» **SET PROBLEM**
Locate the line containing "Task: point at every instance of the horizontal" in the data below. Reproduce it and every following line up to the end, exactly as given.

——————————

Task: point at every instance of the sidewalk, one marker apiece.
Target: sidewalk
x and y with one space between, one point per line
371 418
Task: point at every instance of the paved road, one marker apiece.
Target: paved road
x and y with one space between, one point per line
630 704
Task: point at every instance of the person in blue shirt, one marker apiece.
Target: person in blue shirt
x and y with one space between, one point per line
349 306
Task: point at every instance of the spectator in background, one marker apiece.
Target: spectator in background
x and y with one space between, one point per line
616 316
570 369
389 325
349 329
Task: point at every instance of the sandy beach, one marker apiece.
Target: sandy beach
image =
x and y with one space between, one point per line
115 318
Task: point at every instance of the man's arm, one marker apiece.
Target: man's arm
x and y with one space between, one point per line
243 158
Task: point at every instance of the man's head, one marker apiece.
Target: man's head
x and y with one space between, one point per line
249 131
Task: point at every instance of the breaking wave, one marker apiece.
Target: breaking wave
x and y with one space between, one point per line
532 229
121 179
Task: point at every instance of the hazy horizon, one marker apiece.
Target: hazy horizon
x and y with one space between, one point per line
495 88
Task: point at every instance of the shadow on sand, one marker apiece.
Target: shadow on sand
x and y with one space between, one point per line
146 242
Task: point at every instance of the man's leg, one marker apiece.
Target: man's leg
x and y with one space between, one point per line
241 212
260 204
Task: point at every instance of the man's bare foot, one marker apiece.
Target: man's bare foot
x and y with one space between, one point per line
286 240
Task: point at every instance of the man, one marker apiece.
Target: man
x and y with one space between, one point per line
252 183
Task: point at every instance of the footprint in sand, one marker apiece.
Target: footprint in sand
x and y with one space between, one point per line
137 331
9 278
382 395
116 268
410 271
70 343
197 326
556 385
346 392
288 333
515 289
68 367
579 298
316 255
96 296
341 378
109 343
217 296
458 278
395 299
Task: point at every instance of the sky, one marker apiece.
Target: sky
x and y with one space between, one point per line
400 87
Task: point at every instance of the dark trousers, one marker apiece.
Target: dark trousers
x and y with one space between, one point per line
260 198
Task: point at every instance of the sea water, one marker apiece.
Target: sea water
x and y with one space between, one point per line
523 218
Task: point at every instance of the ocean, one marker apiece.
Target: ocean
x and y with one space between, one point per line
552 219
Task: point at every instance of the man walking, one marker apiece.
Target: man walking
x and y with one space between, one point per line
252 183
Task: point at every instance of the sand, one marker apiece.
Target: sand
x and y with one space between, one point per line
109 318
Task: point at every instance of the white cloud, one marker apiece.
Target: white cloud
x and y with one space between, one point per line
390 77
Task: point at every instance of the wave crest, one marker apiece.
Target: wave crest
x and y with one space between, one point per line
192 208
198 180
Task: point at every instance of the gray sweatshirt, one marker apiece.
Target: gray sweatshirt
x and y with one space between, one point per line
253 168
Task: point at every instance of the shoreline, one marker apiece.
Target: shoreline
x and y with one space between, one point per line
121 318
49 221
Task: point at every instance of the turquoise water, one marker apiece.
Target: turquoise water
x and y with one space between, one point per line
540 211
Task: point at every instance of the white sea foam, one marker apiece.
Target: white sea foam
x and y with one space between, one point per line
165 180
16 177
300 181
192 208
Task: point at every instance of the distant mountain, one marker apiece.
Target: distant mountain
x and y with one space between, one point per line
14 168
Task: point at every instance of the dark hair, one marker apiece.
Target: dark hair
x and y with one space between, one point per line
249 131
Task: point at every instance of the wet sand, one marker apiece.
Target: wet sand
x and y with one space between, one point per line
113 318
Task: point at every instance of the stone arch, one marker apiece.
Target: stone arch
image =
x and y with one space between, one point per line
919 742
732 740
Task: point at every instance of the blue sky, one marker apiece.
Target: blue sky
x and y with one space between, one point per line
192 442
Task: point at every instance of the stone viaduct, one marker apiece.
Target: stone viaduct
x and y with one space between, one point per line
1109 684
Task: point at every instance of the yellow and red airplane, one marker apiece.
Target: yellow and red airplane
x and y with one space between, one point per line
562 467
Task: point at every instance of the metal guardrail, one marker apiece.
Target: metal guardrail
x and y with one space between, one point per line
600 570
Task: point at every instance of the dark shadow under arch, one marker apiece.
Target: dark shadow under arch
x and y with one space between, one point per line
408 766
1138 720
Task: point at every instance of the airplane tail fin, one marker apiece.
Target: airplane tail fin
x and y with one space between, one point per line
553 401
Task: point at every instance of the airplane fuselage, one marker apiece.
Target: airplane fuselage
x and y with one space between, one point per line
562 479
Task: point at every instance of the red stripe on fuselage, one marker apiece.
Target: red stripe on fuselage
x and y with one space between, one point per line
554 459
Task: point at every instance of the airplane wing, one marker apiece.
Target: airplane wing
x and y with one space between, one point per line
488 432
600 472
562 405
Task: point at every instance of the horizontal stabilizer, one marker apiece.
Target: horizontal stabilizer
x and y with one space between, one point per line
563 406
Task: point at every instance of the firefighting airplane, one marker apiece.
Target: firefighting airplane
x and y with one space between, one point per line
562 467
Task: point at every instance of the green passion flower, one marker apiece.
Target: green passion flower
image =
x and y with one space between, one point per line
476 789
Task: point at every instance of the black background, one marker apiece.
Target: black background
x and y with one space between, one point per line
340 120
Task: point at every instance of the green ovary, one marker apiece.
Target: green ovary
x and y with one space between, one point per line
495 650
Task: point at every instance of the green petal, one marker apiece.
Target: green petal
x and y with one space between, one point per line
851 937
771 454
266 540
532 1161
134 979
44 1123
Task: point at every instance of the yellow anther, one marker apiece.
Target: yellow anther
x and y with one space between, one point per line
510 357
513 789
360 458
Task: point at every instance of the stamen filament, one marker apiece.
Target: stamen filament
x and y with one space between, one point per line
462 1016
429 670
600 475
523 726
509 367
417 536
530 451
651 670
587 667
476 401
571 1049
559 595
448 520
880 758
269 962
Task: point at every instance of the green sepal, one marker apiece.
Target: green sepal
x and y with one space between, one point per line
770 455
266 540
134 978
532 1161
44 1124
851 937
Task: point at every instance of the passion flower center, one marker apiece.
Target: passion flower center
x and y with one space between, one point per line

——————————

» **FINISHED EXERCISE**
Task: point at every instance of the horizontal stabilizer, one marker apiece.
Target: horizontal stabilizer
x and y with one space between, one point per line
563 406
Task: point at every instance of the firefighting airplane, one marker apiece.
Target: firefighting airplane
x and y with one space between, one point per line
562 467
Task: point at every instance of the green passion flower, one marker apiece.
Target: green passion flower
image =
x and y with one space between, one point per line
476 789
Task: point at every instance of the black background, one marker apiece.
Target: black background
x and y with one space between, one point per line
340 120
Task: point at every instance of the green ovary, one marker apiece.
Target: green ovary
x and y with one space between, one point per line
495 650
Task: point at every instance of the green petal, one marker apiece.
Target: green petal
x and y with one space between, one point per line
851 937
771 454
266 540
532 1161
134 979
44 1123
Task: point at every instance of the yellow anther, one marker apiece.
Target: yellow anther
x and y with one space between, one point per line
510 357
513 789
360 458
Task: point at every instance of the stamen filament, one marker apiece.
Target: stamen filament
x and y with one space between, one point per line
462 1016
429 670
600 475
523 726
509 367
417 536
530 451
651 670
587 667
476 401
571 1049
559 595
448 520
880 758
269 962
Task: point at every instance of the green sepal, one marker apiece.
Target: green sepal
x and y with one space between, one point per line
770 455
266 540
134 978
532 1161
44 1124
851 937
Task: point at every instance of the passion flower center, one marker apiece.
Target: passion flower center
x and y with one space between, one point per line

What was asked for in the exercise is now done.